··· Information provided

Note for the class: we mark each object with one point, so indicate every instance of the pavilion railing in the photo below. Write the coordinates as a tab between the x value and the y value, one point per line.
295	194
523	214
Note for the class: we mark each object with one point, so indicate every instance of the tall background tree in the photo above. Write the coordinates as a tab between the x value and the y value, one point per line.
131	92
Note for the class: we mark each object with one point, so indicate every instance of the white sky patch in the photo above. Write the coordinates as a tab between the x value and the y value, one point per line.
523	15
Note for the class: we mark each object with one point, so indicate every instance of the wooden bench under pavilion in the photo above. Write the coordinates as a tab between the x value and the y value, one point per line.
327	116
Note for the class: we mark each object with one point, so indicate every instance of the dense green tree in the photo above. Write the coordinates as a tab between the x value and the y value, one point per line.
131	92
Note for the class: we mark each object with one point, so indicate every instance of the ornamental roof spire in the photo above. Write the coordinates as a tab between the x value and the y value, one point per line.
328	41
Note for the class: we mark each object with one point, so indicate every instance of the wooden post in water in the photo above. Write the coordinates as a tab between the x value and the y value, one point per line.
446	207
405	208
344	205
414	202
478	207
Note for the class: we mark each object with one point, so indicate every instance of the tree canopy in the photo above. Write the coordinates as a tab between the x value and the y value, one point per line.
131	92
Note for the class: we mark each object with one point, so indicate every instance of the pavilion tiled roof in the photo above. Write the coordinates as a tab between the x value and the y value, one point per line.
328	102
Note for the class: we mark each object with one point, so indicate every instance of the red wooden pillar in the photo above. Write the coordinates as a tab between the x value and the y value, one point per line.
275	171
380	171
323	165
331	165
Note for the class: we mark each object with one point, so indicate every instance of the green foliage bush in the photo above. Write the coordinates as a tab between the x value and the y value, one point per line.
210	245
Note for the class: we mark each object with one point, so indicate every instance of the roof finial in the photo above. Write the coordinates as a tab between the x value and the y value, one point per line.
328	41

······

> [What to produce]: Repeat all of the data exactly. Include every line.

> [Your solution]:
Note for the class: we mark each object with one point, so indicate every instance of the pavilion railing in the photo below. Write the coordinates as a tab between the x value and the y value, one point per line.
295	194
523	214
Note for the class: we mark each object with one point, so indicate every instance of the tall background tree in the photo above. Write the coordinates as a tab between the x value and the y value, one point per line.
131	92
Note for the class: we mark each object with one point, so indicate every instance of the white sky patch in the photo above. Write the coordinates as a tab between the x value and the y value, one point per line.
523	15
Note for the class: we mark each object with one point, so indicate every instance of the wooden bench under pavilion in the photo above. Write the coordinates as a tab between the x value and the y value, one point per line.
327	116
Note for the class: we mark each object with one point, so indicate every instance of the dense green tree in the photo above. Write the coordinates as a tab between the x value and the y value, one point per line.
131	92
Note for the class: we mark each object with one point, so indicate every instance of the ornamental roof spire in the photo above. Write the coordinates as a tab between the x value and the y value, one point per line.
328	41
Note for the class: we mark each object with one point, so indicate every instance of the wooden post in water in the photo above. Write the coordinates as a tab between the x value and the y value, one point per line.
446	207
405	208
344	205
414	202
478	207
Note for the class: we mark each object with one point, so indicate every instance of the tree canopy in the photo above. Write the coordinates as a tab between the x value and the y value, one point per line.
131	92
Note for the class: we mark each object with one point, so indicate every instance of the pavilion tiled roof in the photo above. Write the coordinates as a tab between the x value and the y value, one point per line.
328	102
Note for the class: we mark each object with one point, so indicate every instance of the red wooden pillar in the photo above. Write the coordinates as a tab between the x value and the y value, one point per line.
275	171
380	171
323	165
331	165
Note for the class: we mark each object with one point, so indicate every instance of the green foliage bush in the photo above. Write the coordinates as a tab between the x value and the y value, one point per line.
210	245
Note for the class: we mark each object with one point, so indicate every instance of the roof finial in the photo above. Write the coordinates as a tab between the x value and the y value, one point per line.
328	41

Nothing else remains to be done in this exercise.